## WHAT THE TASK REQUIRES
Copy every one of the following entries word for word, omitting the pictures.

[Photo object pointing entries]
↓↓↓

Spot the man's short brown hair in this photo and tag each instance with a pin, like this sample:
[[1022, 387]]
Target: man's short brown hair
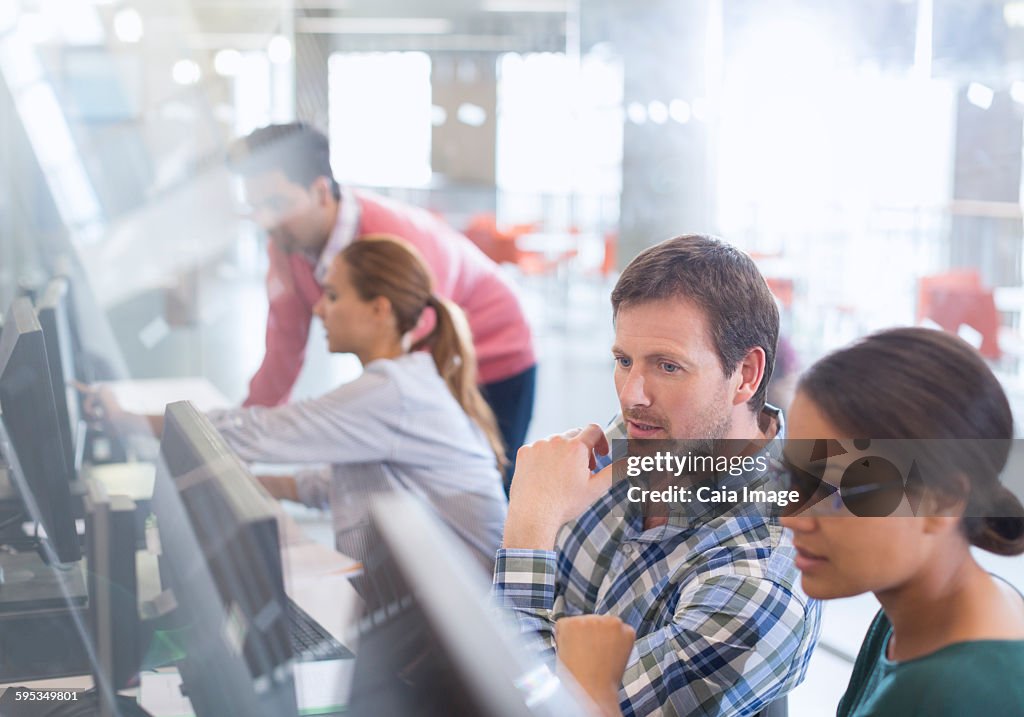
[[723, 282]]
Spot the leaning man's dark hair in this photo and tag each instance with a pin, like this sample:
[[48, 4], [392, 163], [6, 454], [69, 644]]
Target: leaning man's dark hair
[[722, 281], [297, 150]]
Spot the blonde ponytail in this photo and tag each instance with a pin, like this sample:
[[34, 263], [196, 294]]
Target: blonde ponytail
[[452, 347], [385, 265]]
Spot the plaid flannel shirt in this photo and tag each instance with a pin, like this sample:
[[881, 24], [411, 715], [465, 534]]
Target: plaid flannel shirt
[[722, 626]]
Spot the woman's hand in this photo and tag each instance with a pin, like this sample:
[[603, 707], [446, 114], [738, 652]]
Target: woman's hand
[[595, 648], [282, 488], [101, 406]]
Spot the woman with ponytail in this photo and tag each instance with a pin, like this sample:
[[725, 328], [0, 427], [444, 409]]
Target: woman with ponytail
[[949, 638], [413, 421]]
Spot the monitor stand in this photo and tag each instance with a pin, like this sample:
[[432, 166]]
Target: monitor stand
[[28, 583], [43, 612]]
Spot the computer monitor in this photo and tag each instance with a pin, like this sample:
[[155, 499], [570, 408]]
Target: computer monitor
[[52, 311], [220, 560], [428, 643], [29, 406]]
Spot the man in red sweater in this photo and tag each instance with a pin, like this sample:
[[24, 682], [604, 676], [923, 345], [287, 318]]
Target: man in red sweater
[[309, 218]]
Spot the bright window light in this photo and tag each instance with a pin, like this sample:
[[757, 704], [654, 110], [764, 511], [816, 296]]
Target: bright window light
[[679, 110], [980, 95], [280, 49], [128, 25], [380, 138], [559, 126], [637, 113], [472, 115], [227, 62], [657, 113], [185, 72]]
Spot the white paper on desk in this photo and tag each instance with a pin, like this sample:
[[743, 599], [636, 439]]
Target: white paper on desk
[[160, 694], [323, 685], [151, 396], [320, 686]]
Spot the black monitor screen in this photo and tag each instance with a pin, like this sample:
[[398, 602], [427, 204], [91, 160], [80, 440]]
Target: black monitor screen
[[29, 406], [52, 311], [220, 557], [428, 643]]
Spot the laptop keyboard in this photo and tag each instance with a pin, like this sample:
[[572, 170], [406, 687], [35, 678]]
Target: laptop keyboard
[[310, 641]]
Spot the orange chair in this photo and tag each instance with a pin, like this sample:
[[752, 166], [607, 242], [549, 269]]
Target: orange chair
[[954, 298]]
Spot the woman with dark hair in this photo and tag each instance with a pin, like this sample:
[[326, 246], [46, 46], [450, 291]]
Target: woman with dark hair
[[949, 638]]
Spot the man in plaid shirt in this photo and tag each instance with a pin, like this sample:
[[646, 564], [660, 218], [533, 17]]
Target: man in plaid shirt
[[722, 627]]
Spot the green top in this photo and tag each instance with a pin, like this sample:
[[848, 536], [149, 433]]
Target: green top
[[981, 677]]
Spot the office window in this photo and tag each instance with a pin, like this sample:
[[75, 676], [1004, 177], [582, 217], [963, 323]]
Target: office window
[[379, 104]]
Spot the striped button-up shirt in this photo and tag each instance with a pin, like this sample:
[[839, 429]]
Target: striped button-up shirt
[[722, 626]]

↑↑↑

## EXERCISE SOLUTION
Spot the man's short brown hair in this photo and tag each instance with a pin, like this sample:
[[1022, 387]]
Target: man's short brown hair
[[723, 282]]
Spot the leaning man's dark hair in this photo and tag each instance with a pin, like this sample:
[[48, 4], [392, 163], [6, 454], [69, 644]]
Target: leaning man's dark hair
[[722, 281], [297, 150]]
Spot the blonde ponytail in this photo and tag each instance with a pin, like this sample:
[[34, 263], [196, 294]]
Target: blonde ponytail
[[452, 347], [385, 265]]
Spot the plaid flannel shirt in this photo and tag each instance with a pin, like this sample:
[[881, 24], [411, 715], [465, 534]]
Target: plaid flannel shirt
[[722, 626]]
Spot the woman's hand in this photo and tag each instance with a pin, like this sample:
[[603, 707], [446, 114], [738, 652]]
Target: woman's hand
[[595, 648], [282, 488], [101, 406]]
Spot the woman with ponytail in this photo and tag each instance with a pin, like this sample:
[[725, 328], [0, 427], [444, 409]]
Target: woman with ponytail
[[949, 638], [413, 421]]
Spot the monitor stand in this photo and tag each instance with a pin, like this sample:
[[432, 166]]
Target: monitor stand
[[28, 583], [43, 612]]
Spot the computer monitor in this photo and tag each instance with a pin, like this sample:
[[155, 499], [570, 408]]
Target: computer monitor
[[52, 311], [220, 560], [428, 643], [29, 406]]
Spot the man in red sweater in this photo and tag each instance with a pin, like this sample:
[[24, 682], [604, 676], [923, 345], [287, 318]]
Target: man in red sweater
[[309, 218]]
Spot the bright window light in this photo and tag each instance with a pin, like this sample:
[[757, 704], [654, 110], [764, 511], [816, 296]]
Target: bright window light
[[679, 110], [980, 95], [280, 49], [128, 25], [380, 138], [559, 126], [637, 113], [472, 115], [227, 62], [657, 113], [185, 72]]
Spot the white paper on desk in this photo and tag each instance with a pin, like this sample:
[[743, 599], [636, 439]]
Target: white paper on desk
[[160, 694], [323, 685], [151, 396], [320, 686]]
Spot the black monitor screen in this photo and tag each instance with a pin, like this sample:
[[398, 602], [427, 204], [91, 160], [80, 440]]
Target: black monitor screen
[[29, 406], [52, 311], [220, 557], [428, 643]]
Spot the laptop keyboard in this photo and tag each instance with a pin, like this sample:
[[572, 170], [406, 687], [35, 678]]
Target: laptop keyboard
[[310, 641]]
Spot the orange chair in this photo and tag each instance with a pin, like this sample:
[[752, 166], [607, 242], [549, 269]]
Target: orange chair
[[954, 298]]
Spot the woman with dark hair in this photo and tag each instance with a pin, like this sample:
[[326, 246], [46, 46], [450, 291]]
Target: woman with dark hair
[[949, 638]]
Spot the man in plaid shirt in this photo and tag each instance with a pin, like this sample:
[[646, 564], [660, 218], [533, 17]]
Target: man in plaid shirt
[[722, 627]]
Spot the green top in this photo and tag each instance with a pin, like this sample:
[[848, 536], [149, 433]]
Target: green top
[[981, 677]]
Spot the office window in this photo and tag each instance with a pin, like this sample:
[[75, 676], [1004, 177], [582, 217], [963, 323]]
Target: office window
[[379, 104]]
Spot the striped button-up shirt in this photo and tag each instance with a pin, like this sample:
[[839, 429]]
Target: striped button-up shirt
[[722, 626]]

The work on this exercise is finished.